◆ Given request
Count the lines in the records that contain the string "dirt", treating case as significant. Reply with the number alone.

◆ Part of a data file
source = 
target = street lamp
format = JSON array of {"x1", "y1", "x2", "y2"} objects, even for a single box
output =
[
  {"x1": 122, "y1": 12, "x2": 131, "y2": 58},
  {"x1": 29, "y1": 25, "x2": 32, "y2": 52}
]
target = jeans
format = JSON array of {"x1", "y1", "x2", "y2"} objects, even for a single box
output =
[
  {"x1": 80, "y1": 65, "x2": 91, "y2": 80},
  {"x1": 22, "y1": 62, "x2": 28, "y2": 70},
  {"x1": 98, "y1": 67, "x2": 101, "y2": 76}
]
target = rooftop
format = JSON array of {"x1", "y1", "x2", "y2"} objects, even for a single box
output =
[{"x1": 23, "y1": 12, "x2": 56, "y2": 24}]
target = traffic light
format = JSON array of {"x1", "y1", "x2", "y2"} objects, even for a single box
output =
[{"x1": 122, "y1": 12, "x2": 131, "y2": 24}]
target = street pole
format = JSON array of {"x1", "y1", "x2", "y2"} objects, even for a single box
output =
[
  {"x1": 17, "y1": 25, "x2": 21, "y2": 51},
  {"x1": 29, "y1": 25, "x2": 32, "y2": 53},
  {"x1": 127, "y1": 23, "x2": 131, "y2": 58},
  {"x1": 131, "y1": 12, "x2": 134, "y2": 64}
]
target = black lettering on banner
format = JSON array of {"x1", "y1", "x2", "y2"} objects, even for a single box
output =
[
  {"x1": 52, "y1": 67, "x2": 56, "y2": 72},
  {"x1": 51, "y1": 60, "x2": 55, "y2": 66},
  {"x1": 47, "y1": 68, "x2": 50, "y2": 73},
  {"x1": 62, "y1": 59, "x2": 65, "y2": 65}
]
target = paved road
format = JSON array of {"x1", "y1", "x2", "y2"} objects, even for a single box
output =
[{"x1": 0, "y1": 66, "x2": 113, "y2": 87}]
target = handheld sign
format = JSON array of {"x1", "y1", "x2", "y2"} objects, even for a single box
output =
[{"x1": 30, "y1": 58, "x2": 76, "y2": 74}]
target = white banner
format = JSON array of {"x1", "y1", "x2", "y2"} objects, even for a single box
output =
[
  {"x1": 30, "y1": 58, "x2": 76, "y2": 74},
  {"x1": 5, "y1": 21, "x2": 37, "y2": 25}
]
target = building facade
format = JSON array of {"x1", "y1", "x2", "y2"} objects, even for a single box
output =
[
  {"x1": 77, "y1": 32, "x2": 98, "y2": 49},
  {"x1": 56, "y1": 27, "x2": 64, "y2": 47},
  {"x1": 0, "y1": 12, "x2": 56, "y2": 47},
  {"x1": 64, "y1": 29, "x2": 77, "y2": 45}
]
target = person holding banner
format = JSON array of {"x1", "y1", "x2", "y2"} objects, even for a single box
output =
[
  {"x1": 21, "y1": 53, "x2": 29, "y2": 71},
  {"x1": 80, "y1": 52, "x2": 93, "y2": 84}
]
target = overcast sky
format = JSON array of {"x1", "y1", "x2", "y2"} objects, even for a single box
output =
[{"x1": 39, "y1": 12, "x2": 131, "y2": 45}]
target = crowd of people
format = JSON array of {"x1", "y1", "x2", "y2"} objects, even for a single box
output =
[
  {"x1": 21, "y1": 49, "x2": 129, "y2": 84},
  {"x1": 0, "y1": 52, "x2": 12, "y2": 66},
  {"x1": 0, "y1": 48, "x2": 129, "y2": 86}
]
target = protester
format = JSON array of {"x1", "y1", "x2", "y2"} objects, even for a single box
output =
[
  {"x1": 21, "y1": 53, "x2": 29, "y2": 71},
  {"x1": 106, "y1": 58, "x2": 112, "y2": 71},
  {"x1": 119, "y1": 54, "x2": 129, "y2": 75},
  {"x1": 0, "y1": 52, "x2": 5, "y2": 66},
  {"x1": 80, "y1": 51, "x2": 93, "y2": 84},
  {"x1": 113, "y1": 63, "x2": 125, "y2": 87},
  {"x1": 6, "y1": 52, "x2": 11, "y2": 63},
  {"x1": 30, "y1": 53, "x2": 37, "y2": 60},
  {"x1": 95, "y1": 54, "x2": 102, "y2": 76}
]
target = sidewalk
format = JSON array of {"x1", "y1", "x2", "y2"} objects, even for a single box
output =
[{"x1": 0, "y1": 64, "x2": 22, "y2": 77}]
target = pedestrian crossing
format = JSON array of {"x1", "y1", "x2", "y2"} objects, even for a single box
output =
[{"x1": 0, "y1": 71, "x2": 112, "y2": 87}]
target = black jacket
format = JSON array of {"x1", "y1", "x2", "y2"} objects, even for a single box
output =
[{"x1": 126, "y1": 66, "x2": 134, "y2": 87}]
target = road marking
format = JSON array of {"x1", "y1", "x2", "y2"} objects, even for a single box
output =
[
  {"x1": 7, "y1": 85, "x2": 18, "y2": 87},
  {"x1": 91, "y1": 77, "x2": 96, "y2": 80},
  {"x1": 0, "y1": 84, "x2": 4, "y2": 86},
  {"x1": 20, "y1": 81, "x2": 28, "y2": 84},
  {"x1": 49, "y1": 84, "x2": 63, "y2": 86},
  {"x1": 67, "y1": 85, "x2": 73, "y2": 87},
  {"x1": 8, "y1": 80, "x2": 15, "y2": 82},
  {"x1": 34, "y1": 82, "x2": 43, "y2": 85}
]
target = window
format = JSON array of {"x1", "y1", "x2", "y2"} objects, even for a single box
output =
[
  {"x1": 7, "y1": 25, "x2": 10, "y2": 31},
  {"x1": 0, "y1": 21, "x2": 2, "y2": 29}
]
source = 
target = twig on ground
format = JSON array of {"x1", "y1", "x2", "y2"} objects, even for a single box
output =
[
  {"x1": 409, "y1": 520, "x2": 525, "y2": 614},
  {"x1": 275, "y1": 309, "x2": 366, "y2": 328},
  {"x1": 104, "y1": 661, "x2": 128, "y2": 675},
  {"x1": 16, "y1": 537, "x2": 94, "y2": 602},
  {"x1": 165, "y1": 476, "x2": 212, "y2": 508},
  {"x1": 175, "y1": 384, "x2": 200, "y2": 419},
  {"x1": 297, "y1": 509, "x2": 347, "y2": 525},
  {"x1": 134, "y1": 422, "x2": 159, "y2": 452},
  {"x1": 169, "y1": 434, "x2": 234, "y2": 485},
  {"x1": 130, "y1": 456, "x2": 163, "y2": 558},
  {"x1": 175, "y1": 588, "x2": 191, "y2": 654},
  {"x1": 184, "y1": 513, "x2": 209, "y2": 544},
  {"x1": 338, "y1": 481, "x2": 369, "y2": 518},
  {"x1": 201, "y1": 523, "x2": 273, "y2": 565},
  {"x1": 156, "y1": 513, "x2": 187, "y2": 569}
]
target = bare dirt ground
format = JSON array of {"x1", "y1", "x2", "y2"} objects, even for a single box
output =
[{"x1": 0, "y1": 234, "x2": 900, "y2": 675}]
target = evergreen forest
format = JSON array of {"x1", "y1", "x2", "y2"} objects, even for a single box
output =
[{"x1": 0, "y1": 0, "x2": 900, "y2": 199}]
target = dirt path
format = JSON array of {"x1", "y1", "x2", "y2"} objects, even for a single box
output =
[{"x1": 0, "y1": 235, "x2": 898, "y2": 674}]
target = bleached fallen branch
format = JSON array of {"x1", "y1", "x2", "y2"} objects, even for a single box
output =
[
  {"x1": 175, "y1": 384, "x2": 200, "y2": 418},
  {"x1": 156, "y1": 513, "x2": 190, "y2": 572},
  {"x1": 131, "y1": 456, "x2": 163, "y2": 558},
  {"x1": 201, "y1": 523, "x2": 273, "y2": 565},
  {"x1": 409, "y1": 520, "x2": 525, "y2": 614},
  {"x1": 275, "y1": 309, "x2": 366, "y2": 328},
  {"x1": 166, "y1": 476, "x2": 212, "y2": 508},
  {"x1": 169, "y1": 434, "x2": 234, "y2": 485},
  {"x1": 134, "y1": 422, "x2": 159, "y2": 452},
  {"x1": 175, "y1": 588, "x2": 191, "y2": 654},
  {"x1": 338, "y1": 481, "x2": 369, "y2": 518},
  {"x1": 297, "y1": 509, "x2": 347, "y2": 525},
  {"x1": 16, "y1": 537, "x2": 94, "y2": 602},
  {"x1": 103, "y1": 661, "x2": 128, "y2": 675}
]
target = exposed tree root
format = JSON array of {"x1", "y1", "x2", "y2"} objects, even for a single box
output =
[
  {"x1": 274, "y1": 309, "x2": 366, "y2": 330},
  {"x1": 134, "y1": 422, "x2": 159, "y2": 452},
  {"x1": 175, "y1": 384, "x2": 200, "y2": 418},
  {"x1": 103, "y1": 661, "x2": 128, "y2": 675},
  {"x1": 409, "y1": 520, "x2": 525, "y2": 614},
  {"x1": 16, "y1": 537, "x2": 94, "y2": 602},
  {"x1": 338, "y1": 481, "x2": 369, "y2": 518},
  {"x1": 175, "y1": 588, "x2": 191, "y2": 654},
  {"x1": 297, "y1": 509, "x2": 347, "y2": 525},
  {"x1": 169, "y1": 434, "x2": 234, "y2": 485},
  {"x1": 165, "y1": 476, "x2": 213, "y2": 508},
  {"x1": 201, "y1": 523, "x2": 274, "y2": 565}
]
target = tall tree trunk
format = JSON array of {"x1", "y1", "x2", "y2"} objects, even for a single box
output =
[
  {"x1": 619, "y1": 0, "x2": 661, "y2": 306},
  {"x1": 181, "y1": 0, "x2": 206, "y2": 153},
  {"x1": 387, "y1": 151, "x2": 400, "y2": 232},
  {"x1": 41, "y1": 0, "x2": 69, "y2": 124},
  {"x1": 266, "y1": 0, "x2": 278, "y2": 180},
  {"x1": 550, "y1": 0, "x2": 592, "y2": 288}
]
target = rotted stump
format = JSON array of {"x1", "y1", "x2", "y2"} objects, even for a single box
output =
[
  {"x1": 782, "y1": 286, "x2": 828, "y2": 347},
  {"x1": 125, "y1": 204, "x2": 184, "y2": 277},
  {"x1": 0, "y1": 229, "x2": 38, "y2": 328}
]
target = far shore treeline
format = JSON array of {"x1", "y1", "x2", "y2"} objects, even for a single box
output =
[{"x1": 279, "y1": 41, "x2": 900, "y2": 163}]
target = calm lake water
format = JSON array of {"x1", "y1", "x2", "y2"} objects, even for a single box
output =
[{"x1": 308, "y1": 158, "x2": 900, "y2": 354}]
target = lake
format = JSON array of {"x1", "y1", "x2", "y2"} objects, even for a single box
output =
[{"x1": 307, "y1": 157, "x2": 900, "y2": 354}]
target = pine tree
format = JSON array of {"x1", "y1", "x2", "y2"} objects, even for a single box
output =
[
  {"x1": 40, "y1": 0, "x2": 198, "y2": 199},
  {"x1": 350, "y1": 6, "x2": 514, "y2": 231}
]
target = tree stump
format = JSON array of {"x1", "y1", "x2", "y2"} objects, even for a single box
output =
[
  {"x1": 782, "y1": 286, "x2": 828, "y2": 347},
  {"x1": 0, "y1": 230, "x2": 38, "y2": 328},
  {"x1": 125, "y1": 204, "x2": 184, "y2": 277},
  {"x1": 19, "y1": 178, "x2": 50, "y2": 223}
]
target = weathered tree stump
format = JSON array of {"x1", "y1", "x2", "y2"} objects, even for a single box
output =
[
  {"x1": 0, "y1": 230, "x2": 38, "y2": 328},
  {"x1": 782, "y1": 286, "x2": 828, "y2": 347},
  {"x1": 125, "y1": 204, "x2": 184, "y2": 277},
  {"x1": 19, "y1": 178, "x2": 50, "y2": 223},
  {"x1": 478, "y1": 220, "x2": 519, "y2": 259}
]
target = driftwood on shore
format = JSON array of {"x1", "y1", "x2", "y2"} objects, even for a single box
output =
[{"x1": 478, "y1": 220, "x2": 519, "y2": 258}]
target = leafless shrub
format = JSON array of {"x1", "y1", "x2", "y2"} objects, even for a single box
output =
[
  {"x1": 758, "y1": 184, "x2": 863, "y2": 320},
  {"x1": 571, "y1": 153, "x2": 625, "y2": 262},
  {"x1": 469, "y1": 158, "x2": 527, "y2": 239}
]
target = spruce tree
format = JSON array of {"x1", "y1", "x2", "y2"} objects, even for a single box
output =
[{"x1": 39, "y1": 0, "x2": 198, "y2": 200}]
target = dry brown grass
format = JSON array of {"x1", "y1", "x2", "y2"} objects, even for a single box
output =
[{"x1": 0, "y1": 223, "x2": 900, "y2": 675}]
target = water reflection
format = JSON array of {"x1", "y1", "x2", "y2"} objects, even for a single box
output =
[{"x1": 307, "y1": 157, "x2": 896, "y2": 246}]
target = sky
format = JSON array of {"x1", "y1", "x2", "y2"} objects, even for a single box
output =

◆ Solution below
2